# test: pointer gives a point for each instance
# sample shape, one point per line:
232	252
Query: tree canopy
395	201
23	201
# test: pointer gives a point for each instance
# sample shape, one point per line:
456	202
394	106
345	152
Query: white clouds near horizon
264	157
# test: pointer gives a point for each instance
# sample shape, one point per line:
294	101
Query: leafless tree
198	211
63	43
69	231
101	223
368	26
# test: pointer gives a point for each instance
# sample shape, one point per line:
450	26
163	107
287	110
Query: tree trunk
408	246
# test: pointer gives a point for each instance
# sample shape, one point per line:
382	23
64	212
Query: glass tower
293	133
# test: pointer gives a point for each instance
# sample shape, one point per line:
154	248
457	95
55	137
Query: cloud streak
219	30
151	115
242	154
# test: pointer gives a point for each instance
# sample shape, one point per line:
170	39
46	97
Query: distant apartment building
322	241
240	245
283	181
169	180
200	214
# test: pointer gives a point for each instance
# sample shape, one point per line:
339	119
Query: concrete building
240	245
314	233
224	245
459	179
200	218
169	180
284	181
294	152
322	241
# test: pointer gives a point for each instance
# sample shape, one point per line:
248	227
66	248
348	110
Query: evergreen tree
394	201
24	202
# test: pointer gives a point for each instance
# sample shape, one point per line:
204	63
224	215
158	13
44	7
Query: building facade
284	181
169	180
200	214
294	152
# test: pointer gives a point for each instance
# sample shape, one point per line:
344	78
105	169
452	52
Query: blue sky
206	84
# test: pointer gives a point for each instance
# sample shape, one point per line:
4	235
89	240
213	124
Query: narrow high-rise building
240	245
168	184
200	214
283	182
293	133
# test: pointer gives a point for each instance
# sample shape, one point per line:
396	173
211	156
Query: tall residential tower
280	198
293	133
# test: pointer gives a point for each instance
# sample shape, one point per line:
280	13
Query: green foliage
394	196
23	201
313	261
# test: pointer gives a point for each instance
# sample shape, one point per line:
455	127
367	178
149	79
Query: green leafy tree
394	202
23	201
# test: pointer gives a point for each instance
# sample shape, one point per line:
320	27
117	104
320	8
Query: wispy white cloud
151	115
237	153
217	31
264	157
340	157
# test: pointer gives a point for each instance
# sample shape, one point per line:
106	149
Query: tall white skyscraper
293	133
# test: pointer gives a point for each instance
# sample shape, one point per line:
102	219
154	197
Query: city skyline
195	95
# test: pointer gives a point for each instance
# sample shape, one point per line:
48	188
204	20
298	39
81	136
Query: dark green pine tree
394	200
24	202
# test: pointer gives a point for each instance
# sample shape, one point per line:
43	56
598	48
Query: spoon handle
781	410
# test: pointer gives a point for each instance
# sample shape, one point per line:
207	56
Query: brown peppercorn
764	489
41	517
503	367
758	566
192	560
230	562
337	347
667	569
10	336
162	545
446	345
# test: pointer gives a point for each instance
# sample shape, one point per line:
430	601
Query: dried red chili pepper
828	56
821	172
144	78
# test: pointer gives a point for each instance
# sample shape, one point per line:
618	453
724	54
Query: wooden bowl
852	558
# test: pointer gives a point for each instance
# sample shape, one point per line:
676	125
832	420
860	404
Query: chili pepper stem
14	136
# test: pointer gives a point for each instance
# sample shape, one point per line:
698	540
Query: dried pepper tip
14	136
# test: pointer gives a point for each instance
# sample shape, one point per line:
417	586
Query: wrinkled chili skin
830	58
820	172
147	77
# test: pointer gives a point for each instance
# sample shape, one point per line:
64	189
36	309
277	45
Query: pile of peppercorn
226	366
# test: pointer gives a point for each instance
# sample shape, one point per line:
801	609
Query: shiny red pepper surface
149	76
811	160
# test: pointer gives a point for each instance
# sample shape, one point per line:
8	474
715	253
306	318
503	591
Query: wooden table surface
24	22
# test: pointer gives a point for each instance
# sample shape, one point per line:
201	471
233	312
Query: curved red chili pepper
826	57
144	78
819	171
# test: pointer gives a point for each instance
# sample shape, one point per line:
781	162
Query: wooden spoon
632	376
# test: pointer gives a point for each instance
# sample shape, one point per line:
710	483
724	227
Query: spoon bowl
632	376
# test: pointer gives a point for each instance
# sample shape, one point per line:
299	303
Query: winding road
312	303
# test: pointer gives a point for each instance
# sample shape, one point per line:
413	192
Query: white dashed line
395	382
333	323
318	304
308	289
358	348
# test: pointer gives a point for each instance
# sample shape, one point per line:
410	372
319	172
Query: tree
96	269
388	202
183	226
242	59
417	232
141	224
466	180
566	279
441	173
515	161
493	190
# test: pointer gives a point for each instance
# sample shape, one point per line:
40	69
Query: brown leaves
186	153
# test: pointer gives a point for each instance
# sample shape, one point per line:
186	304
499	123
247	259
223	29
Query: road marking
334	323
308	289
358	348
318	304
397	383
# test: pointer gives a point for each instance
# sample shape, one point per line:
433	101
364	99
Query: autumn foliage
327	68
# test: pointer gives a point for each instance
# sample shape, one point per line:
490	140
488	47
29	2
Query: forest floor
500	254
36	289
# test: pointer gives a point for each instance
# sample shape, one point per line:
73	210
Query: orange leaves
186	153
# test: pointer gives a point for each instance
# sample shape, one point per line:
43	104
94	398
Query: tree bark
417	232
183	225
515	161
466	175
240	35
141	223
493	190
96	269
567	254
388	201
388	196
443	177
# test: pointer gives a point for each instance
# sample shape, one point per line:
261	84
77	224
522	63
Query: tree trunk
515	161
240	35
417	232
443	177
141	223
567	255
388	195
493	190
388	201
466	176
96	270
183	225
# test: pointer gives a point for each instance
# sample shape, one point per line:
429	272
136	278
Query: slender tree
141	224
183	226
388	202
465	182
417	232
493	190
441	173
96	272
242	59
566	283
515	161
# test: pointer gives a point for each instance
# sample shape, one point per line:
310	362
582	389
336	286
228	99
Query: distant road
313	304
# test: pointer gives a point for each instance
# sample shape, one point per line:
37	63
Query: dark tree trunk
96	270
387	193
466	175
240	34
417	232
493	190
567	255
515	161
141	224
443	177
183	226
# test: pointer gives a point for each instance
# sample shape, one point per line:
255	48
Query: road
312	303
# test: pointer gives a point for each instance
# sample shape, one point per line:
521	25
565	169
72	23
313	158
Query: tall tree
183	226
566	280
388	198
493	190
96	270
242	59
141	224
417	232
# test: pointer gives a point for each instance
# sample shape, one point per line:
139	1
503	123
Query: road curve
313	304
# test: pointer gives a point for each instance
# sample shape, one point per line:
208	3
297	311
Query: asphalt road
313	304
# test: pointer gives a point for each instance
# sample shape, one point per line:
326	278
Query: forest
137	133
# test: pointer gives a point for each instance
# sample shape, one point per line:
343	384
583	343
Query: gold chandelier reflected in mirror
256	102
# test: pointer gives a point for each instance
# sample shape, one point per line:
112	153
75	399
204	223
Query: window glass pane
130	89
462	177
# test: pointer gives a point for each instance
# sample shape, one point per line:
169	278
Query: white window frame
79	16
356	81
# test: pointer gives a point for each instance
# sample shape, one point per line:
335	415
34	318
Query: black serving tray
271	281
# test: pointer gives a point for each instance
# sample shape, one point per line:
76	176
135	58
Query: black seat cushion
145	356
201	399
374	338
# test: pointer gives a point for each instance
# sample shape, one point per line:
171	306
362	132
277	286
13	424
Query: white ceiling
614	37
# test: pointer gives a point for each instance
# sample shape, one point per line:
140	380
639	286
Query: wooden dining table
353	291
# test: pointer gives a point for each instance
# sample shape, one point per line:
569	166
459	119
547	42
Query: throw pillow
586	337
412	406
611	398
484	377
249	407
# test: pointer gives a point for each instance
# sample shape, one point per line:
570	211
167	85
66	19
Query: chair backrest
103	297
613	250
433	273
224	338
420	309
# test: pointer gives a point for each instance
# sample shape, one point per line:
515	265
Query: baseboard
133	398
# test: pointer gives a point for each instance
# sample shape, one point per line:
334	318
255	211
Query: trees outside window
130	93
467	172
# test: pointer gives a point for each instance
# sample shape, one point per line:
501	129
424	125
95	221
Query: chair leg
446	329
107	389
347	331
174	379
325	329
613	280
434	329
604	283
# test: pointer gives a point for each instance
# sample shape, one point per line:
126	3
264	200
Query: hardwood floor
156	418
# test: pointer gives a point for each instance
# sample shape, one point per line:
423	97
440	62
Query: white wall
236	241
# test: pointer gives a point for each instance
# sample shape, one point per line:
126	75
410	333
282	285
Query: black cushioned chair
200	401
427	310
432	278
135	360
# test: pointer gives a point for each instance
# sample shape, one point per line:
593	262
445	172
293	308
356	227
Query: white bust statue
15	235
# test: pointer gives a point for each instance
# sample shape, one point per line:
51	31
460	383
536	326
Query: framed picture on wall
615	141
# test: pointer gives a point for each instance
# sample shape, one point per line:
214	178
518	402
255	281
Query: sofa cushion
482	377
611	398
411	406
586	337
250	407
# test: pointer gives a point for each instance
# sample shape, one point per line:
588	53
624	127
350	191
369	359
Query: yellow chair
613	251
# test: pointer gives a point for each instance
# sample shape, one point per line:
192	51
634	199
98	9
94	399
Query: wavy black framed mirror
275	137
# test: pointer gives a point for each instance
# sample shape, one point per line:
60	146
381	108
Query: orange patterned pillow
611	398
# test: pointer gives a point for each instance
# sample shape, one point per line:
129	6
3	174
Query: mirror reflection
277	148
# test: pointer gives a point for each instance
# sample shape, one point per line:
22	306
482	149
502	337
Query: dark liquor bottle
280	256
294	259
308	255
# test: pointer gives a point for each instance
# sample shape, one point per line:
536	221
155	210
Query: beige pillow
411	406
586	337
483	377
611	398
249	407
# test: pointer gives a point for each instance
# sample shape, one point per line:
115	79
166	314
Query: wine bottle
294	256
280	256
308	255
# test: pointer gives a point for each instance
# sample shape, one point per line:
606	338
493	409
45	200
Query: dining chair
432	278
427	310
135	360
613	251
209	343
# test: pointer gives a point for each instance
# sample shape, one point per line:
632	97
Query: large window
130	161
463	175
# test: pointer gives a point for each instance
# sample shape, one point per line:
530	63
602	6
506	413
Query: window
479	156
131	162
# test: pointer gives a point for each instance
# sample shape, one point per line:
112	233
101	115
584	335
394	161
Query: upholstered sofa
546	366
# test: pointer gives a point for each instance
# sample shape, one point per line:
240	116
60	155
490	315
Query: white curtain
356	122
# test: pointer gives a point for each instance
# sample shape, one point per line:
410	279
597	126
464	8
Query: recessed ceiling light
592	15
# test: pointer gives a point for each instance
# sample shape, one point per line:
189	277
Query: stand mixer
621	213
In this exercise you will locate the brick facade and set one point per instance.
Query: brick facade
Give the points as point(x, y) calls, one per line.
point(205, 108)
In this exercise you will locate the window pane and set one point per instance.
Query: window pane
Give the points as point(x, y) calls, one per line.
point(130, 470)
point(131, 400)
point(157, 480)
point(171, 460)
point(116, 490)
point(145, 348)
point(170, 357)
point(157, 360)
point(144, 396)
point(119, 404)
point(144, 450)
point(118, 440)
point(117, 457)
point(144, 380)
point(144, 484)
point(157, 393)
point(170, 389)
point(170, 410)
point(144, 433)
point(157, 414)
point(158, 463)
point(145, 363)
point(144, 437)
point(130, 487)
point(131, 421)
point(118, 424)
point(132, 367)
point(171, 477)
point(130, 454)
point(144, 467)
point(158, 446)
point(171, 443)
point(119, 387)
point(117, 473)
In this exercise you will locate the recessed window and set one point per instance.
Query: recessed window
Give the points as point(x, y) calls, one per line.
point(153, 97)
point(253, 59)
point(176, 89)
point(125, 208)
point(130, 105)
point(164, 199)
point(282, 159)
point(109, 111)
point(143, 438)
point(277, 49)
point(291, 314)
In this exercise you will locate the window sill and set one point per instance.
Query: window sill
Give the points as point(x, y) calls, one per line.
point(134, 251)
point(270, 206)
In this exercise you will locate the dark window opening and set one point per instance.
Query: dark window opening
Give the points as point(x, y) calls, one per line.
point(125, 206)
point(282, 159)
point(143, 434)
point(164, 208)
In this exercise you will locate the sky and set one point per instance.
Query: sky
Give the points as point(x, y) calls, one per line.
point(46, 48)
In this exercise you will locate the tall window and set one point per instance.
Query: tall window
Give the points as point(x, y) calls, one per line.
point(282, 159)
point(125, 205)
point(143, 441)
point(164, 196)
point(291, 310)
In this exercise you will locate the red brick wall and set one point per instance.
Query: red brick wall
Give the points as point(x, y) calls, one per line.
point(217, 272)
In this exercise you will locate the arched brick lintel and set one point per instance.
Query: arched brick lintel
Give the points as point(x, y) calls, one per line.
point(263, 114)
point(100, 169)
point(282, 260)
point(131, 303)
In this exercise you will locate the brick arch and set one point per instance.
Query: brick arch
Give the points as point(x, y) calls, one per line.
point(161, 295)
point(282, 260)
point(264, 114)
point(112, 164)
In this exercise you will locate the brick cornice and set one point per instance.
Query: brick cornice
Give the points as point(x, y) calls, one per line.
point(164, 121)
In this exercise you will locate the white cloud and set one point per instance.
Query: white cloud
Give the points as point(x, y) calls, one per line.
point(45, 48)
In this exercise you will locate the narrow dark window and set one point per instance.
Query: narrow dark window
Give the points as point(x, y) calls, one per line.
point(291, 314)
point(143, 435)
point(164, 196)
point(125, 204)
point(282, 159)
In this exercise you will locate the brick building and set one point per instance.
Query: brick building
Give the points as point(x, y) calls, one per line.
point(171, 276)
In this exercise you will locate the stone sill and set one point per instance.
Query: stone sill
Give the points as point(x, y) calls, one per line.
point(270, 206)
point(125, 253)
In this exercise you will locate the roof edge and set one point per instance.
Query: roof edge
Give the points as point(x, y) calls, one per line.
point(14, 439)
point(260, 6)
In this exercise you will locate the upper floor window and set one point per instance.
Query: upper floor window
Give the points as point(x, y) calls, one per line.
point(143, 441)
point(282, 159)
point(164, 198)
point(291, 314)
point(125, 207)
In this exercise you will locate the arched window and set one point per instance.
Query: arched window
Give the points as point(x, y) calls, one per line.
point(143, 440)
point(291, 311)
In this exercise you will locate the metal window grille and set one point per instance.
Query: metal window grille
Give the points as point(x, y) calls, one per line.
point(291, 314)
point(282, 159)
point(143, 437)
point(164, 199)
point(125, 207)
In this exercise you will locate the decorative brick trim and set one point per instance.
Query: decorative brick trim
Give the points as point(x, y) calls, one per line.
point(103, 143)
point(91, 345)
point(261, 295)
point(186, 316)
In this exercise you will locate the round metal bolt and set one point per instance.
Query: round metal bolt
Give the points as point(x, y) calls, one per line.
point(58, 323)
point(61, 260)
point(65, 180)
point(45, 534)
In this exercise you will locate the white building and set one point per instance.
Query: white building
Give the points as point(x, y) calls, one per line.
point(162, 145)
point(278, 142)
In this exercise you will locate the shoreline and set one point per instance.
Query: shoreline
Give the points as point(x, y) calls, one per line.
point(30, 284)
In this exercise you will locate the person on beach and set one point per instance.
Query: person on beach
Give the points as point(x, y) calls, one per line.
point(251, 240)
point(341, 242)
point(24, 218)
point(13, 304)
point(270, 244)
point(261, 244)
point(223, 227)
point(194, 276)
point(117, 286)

☆ ☆ ☆ ☆ ☆

> Problem description:
Filter the records for the word "bolt" and show every line that has it.

> Output for this exercise:
In this exercise you will locate the round metal bolt and set one point per instance.
Query: round metal bolt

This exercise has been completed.